● **EXERCISE**
Render the stretch of data from the line containing "of the short" through the end of the data as a Markdown table with two columns, Row and Line. Number each row and leave out blank lines.

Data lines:
— Start —

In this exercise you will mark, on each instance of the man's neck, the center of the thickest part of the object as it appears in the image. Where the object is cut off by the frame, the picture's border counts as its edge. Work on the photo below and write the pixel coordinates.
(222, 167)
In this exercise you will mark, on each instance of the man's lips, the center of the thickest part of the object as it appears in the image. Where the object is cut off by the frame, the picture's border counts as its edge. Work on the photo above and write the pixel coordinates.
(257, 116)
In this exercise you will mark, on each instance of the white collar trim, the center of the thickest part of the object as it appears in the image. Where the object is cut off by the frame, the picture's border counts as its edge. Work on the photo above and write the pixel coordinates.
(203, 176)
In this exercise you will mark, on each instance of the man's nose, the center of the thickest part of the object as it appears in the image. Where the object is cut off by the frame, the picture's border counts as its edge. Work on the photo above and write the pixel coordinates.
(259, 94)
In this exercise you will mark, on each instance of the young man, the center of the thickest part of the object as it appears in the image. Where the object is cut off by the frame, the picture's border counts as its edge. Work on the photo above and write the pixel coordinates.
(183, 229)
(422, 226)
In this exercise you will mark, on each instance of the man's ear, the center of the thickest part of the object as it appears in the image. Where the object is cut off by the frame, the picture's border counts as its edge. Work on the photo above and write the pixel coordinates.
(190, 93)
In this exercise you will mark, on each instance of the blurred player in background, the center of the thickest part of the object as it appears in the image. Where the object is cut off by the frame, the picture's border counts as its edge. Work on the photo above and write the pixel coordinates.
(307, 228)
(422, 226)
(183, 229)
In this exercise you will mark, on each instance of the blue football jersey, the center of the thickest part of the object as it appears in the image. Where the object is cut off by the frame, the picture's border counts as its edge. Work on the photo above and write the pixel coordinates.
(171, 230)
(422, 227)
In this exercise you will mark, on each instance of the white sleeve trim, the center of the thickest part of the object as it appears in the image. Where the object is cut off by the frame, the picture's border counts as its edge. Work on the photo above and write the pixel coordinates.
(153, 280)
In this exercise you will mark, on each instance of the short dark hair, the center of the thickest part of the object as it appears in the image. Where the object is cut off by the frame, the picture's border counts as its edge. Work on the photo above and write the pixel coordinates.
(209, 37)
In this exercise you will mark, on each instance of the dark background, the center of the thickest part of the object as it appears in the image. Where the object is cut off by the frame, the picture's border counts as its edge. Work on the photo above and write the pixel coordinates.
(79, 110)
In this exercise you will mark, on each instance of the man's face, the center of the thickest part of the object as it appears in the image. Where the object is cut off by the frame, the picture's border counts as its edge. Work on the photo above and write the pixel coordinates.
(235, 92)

— End —

● **OUTPUT OF THE EXERCISE**
| Row | Line |
|---|---|
| 1 | In this exercise you will mark, on each instance of the short dark hair, the center of the thickest part of the object as it appears in the image. Where the object is cut off by the frame, the picture's border counts as its edge. Work on the photo above and write the pixel coordinates. |
| 2 | (209, 37) |
| 3 | In this exercise you will mark, on each instance of the dark background, the center of the thickest part of the object as it appears in the image. Where the object is cut off by the frame, the picture's border counts as its edge. Work on the photo above and write the pixel coordinates. |
| 4 | (79, 110) |
| 5 | In this exercise you will mark, on each instance of the man's face, the center of the thickest part of the object as it appears in the image. Where the object is cut off by the frame, the picture's border counts as its edge. Work on the photo above and write the pixel coordinates. |
| 6 | (235, 92) |